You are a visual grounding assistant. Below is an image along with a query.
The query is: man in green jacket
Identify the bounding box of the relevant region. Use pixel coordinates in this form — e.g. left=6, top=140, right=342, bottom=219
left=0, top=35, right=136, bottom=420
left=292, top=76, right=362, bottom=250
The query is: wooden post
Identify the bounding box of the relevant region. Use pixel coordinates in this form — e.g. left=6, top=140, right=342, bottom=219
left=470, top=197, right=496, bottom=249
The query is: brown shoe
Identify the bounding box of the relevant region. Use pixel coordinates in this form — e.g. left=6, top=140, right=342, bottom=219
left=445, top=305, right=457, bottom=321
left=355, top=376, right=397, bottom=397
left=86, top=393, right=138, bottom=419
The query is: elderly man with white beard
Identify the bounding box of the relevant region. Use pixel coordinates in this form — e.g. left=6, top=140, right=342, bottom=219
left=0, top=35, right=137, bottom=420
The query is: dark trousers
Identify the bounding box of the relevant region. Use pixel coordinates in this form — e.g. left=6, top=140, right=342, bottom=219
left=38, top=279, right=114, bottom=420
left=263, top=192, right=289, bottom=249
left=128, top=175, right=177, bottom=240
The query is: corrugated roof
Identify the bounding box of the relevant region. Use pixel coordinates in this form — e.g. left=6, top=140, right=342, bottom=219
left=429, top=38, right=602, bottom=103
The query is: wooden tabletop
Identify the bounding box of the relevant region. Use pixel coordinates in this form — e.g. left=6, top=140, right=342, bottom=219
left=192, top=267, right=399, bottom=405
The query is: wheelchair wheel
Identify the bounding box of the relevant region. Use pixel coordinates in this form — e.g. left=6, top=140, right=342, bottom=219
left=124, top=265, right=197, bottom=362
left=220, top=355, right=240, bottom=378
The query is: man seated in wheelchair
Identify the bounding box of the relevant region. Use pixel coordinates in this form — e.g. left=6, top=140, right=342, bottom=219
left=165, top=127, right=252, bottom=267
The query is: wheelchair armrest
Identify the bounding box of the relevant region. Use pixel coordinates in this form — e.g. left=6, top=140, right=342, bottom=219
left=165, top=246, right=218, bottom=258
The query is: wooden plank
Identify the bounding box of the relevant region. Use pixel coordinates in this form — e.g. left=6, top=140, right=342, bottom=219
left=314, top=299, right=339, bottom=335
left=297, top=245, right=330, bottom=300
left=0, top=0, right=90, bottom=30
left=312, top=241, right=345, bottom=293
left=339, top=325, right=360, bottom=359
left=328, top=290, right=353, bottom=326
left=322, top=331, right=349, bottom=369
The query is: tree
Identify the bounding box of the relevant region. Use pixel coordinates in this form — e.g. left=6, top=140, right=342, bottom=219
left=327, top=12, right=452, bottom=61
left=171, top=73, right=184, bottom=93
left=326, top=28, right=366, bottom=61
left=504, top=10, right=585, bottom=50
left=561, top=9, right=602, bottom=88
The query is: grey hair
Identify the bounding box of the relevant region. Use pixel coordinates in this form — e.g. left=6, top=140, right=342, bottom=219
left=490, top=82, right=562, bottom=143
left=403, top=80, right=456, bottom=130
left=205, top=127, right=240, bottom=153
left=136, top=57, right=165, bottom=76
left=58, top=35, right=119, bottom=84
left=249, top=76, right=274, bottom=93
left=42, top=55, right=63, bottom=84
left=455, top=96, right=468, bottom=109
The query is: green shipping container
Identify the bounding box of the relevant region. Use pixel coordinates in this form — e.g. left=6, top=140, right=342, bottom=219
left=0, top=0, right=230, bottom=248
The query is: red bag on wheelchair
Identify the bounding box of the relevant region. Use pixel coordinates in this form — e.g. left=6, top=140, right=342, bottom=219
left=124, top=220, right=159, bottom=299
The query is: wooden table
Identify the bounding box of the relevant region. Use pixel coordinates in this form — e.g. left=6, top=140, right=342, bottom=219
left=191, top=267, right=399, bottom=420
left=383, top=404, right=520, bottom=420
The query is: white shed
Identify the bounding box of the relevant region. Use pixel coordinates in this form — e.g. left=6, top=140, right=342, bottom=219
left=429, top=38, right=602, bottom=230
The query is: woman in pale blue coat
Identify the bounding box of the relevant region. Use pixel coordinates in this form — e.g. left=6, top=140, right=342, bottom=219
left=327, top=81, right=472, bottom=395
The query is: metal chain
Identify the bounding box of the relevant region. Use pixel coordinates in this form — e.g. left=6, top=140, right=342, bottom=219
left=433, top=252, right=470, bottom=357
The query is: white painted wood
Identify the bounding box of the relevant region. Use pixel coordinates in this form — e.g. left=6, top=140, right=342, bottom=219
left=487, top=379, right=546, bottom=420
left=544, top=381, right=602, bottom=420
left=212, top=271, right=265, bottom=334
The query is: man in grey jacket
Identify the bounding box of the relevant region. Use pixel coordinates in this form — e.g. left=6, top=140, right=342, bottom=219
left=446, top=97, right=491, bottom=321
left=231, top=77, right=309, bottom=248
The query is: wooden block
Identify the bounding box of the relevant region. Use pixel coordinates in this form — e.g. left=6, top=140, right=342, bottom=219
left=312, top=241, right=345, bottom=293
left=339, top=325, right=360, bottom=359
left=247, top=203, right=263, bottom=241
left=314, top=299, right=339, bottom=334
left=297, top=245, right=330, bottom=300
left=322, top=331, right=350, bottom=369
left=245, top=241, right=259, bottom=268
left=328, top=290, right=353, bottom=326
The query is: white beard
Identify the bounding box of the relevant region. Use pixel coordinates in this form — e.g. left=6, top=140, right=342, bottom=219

Problem details
Please write out every line of the entries above as a numbered list, leaving out any blank lines.

Response to this task
1. You are a visual grounding assistant. Below is an image along with a query.
2. The query is: man in green jacket
3. Identify the bounding box of the relevant region. Use pixel coordinates in this form — e.g. left=6, top=140, right=342, bottom=219
4. left=0, top=35, right=136, bottom=420
5. left=292, top=76, right=362, bottom=250
6. The query is: wooden post
7. Identify the bounding box of the relevant region. Use pixel coordinates in this form — e.g. left=6, top=140, right=342, bottom=219
8. left=470, top=197, right=496, bottom=249
9. The query is: brown shoe
10. Identify the bounding box of the relevant region. Use pixel coordinates in this form — e.g. left=6, top=140, right=342, bottom=219
11. left=445, top=305, right=457, bottom=321
12. left=355, top=376, right=397, bottom=397
13. left=86, top=393, right=138, bottom=419
14. The query is: elderly man with white beard
15. Identify the bounding box of the relevant region. Use pixel coordinates in this form — e.g. left=6, top=140, right=342, bottom=219
16. left=0, top=35, right=137, bottom=420
17. The query is: dark trousers
18. Identify the bounding box of the relevant region. Use pixel coordinates in this form — e.g. left=6, top=140, right=342, bottom=219
19. left=38, top=279, right=114, bottom=420
20. left=263, top=192, right=289, bottom=249
21. left=128, top=175, right=177, bottom=240
22. The query is: corrugated roof
23. Identify the bounding box of the relevant region. Use pixel coordinates in this form — e.g. left=6, top=140, right=342, bottom=219
24. left=429, top=38, right=602, bottom=103
25. The query is: wooden tabletop
26. Identify the bounding box of the relevant region. Use pixel coordinates in this form — e.g. left=6, top=140, right=342, bottom=219
27. left=192, top=267, right=399, bottom=405
28. The query is: wheelchair wheel
29. Identify the bounding box of the relevant region. Use pixel coordinates in this form — e.g. left=6, top=140, right=342, bottom=219
30. left=124, top=265, right=197, bottom=362
31. left=220, top=355, right=240, bottom=378
32. The query is: man seated in wheelchair
33. Identify the bounding box of the relevant region. Use pixel coordinates in this form — e.g. left=6, top=140, right=342, bottom=219
34. left=165, top=127, right=252, bottom=267
35. The query is: wheelchair armrest
36. Identify the bounding box of the relevant region. Use pixel coordinates in this form — e.g. left=6, top=140, right=342, bottom=219
37. left=165, top=246, right=218, bottom=258
38. The query is: wooden plank
39. Identify the bounding box of the relevant region. Use pixel coordinates in this form — e.g. left=6, top=140, right=342, bottom=219
40. left=314, top=299, right=339, bottom=335
41. left=297, top=245, right=330, bottom=300
42. left=0, top=0, right=90, bottom=30
43. left=312, top=241, right=345, bottom=293
44. left=339, top=325, right=360, bottom=359
45. left=328, top=290, right=353, bottom=326
46. left=322, top=331, right=349, bottom=369
47. The query is: tree
48. Identify the bounding box of the relevant region. Use pixel coordinates in this form — e.g. left=6, top=140, right=342, bottom=219
49. left=327, top=12, right=452, bottom=61
50. left=171, top=73, right=184, bottom=93
51. left=326, top=28, right=366, bottom=61
52. left=504, top=10, right=585, bottom=50
53. left=561, top=9, right=602, bottom=88
54. The query is: grey hair
55. Identify the bounding box of the relevant region. Use pixel coordinates in this form — e.g. left=6, top=140, right=342, bottom=219
56. left=490, top=82, right=562, bottom=143
57. left=403, top=80, right=456, bottom=130
58. left=205, top=127, right=240, bottom=153
59. left=136, top=57, right=165, bottom=76
60. left=58, top=35, right=119, bottom=84
61. left=249, top=76, right=274, bottom=93
62. left=42, top=55, right=63, bottom=84
63. left=455, top=96, right=468, bottom=109
64. The query is: green shipping container
65. Identify the bounding box of the relevant region. Use pixel coordinates in this form — e.g. left=6, top=140, right=342, bottom=219
66. left=0, top=0, right=230, bottom=248
67. The query is: red bag on wheelchair
68. Identify the bounding box of the relevant region. Use pixel coordinates in this form — e.g. left=6, top=140, right=342, bottom=219
69. left=124, top=220, right=159, bottom=299
70. The query is: wooden table
71. Identify the bounding box of the relevant region. Use pixel coordinates in this form — e.g. left=6, top=140, right=342, bottom=219
72. left=191, top=267, right=399, bottom=420
73. left=383, top=404, right=520, bottom=420
74. The query is: white shed
75. Identify the bounding box of the relevant region. Use pixel coordinates in this form — e.g. left=6, top=140, right=342, bottom=219
76. left=429, top=38, right=602, bottom=230
77. The query is: woman in pale blue coat
78. Identify the bounding box of the relevant region. Use pixel coordinates in this form — e.g. left=6, top=140, right=342, bottom=219
79. left=327, top=81, right=472, bottom=395
80. The query is: metal chain
81. Identify the bounding box of the relevant region. Use pixel coordinates in this form — e.g. left=6, top=140, right=342, bottom=219
82. left=433, top=252, right=470, bottom=357
83. The query is: white painted wood
84. Identify the bounding box of the relevant region. Use pixel coordinates in this form — e.g. left=6, top=140, right=342, bottom=219
85. left=487, top=379, right=546, bottom=420
86. left=544, top=381, right=602, bottom=420
87. left=212, top=271, right=265, bottom=334
88. The query is: man in grey jacket
89. Identify the bounding box of the relevant region. Use pixel coordinates in this form — e.g. left=6, top=140, right=342, bottom=219
90. left=446, top=97, right=491, bottom=321
91. left=231, top=77, right=309, bottom=248
92. The query is: wooden block
93. Identify the bounding box of the relevant region. Use pixel coordinates in this form — e.g. left=6, top=140, right=342, bottom=219
94. left=312, top=241, right=345, bottom=293
95. left=339, top=325, right=360, bottom=359
96. left=247, top=203, right=263, bottom=241
97. left=314, top=299, right=339, bottom=334
98. left=297, top=245, right=330, bottom=300
99. left=322, top=331, right=350, bottom=369
100. left=245, top=241, right=259, bottom=268
101. left=328, top=290, right=353, bottom=326
102. The query is: white beard
103. Identify the bounding box of the relevant region. Use pixel coordinates in this form — e.g. left=6, top=140, right=342, bottom=219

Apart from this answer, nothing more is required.